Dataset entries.
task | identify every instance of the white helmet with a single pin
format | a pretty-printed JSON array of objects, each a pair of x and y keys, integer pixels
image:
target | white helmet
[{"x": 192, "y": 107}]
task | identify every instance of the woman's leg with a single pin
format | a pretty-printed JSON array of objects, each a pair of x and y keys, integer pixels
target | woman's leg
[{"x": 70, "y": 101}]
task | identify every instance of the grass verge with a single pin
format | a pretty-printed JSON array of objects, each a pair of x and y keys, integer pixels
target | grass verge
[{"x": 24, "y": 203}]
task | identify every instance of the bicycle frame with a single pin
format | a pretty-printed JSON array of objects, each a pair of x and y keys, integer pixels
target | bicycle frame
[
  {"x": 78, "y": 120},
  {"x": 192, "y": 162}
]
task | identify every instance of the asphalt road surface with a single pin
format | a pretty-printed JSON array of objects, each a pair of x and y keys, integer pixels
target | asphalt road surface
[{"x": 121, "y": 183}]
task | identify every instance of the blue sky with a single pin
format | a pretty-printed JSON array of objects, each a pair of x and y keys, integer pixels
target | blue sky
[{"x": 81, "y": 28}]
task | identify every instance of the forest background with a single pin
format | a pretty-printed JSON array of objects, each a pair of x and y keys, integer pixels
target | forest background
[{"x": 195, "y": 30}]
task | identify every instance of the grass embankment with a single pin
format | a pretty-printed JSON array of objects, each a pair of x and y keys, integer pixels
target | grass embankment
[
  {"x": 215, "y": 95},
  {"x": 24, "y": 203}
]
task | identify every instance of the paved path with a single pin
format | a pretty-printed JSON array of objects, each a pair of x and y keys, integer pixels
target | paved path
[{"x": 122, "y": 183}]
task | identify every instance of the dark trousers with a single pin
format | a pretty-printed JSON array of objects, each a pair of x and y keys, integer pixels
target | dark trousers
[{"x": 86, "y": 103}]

Aim of the task.
The required answer is the line with "target | forest background" plus every line after it to the end of the entries above, transcribed exactly.

Worked solution.
target | forest background
[{"x": 195, "y": 30}]
task | identify every instance of the grass embankment with a single pin
format | a pretty-printed JSON array of objects, each a pair of x and y keys, integer pixels
target | grass embankment
[
  {"x": 215, "y": 95},
  {"x": 24, "y": 203}
]
task | identify every instance of the paved path with a single pin
format | a pretty-printed JSON array of objects, each a pair of x and y keys, integer pixels
target | paved path
[{"x": 122, "y": 183}]
task | identify every instance of the dark trousers with a single pin
format | a pretty-printed JSON array of objects, each a pair of x and y keys, integer pixels
target | dark trousers
[{"x": 86, "y": 103}]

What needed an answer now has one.